Fragmento seleccionado >>
● ● ● ● ● ● ●
24.1.07

INVESTIGACIONES EN ANTROPOLOGÍA POLÍTICA.

Atanasio, shamán de la etnia cofán de la Amazonia ecuatoriana. Foto: Pete Oxford.


Clastres, P (1987). Gedisa, México

Hace algunos años el término etnocidio no existía. En el espíritu de sus inventores esta palabra estaba destinada a traducir una realidad no expresada por ningún otro término, porque había que pensar en algo nuevo o bien algo viejo pero sobre lo que todavía no se había reflexionado. Se consideró inadecuado el término genocidio, cuyo uso estaba muy difundido desde mucho tiempo atrás.

El concepto jurídico de genocidio se creó en 1946 durante el proceso de Nuremberg, como toma de conciencia en el plano legal de una criminalidad desconocida hasta el momento: el exterminio sistemático de los judíos europeos por los nazis alemanes. El delito jurídicamente definido como genocidio hunde sus raíces, por tanto, en el racismo. Las guerras coloniales que se sucedieron en el Tercer Mundo a partir de 1945 y que, en algunos casos, todavía perduran, dieron lugar a acusaciones precisas de genocidio contra las potencias coloniales. Pero el juego de las relaciones internacionales y la indiferencia relativa de la opinión pública impidieron lograr un consenso análogo al de Nuremberg; jamás hubo persecuciones.

Si el genocidio antisemita de los nazis fue el primero en ser juzgado por la ley, no fue el primero en perpetrarse. La historia de la expresión occidental en el siglo XIX, de la constitución de los imperios coloniales por las grandes potencias europeas, está jalonado de masacres metódicas de las poblaciones autóctonas. Por la amplitud de la caída demográfica que provocó, el genocidio de los indígenas americanos es el que más ha llamado la atención. A partir del descubrimiento de América en 1492, se puso en marcha una maquinaria de destrucción de los indios. Esta máquina aún funciona allí donde subsisten, por toda la gran selva amazónica, las últimas tribus “salvajes”. En el curso de los últimos años se han denunciado masacres de indios en Brasil, Colombia, Paraguay, y siempre ha sido en vano.
● ● ● ● ● ● ●
Tareas a realizar >>
a: Según el texto sobre el etnocidio, ¿en qué año y en qué proceso se creó el concepto jurídico de genocidio?
b: Escribe una continuación del texto sobre el etnocidio a partir de su última frase.

Bloque de datos >>
● ● ● ● ● ● ●
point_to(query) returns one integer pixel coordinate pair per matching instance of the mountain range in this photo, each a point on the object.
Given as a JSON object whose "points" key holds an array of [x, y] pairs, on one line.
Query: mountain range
● ● ● ● ● ● ●
Respuestas esperadas >>
a: En 1946, durante el proceso de Nuremberg.

b:
En América del Sur se puede encontrar la diferencia entre genocidio y etnocidio, ya que las últimas poblaciones indígenas son víctimas simultáneamente de estos dos tipos de criminalidad. Si el término genocidio remite a la idea de “raza” y a la voluntad de exterminar una minoría racial, el de etnocidio se refiere no ya a la destrucción física de los seres humanos sin a la de su cultura. En suma el genocidio asesina los cuerpos de los pueblos, el etnocidio los mata en su espíritu.

En América del Sur, los asesinos de indios llevan al colmo la posición del Otro como diferencia: el indio salvaje no es un ser humano sino un simple animal. La muerte de un indio no es un acto criminal. ¿Quiénes practican, por otra parte, el etnocidio? ¿quién ataca el alma de los pueblos?. Aparecen en primer plano, en América del Sur, pero también en muchas otras regiones, los misioneros. Propagadores militantes de la fe cristiana, se esfuerzan por sustituir las creencias bárbaras de los paganos por la religión de Occidente. Quebrar la fuerza de la creencia pagana es destruir la sustancia misma de la sociedad. Se trata, claro está, de un resultado buscado: conducir al indígena por el camino de la verdadera fe, del salvajismo a la civilización. El etnocidio se ejerce por el bien del salvaje.

El discurso laico dice lo mismo, por ejemplo la doctrina oficial del gobierno brasileño en lo tocante a la política indigenista: “Nuestros indios, proclaman los responsables, son seres humanos como los otros. Pero la vida salvaje que llevan en la selva los condena a la miseria y la desgracia. Es nuestro deber ayudarlos a liberarse de la servidumbre. Tienen el derecho de elevarse a la dignidad de ciudadanos brasileños y gozar de sus beneficios”. La ética del humanismo es la espiritualidad del etnocidio.

Se admite que el etnocidio es la supresión de las diferencias culturales juzgadas inferiores y perniciosas, un proyecto de reducción del otro a lo mismo, pretende la disolución de lo múltiple en lo uno. El Estado es la puesta en juego de una fuerza centrípeta que tiende a aplastar las fuerzas centrífugas inversas. Se proclama centro de la sociedad, con la vocación de negar lo múltiple, el horror a la diferencia. En resumen el Estado no reconoce más que ciudadanos iguales ante la ley, por tanto toda organización estatal es etnocida.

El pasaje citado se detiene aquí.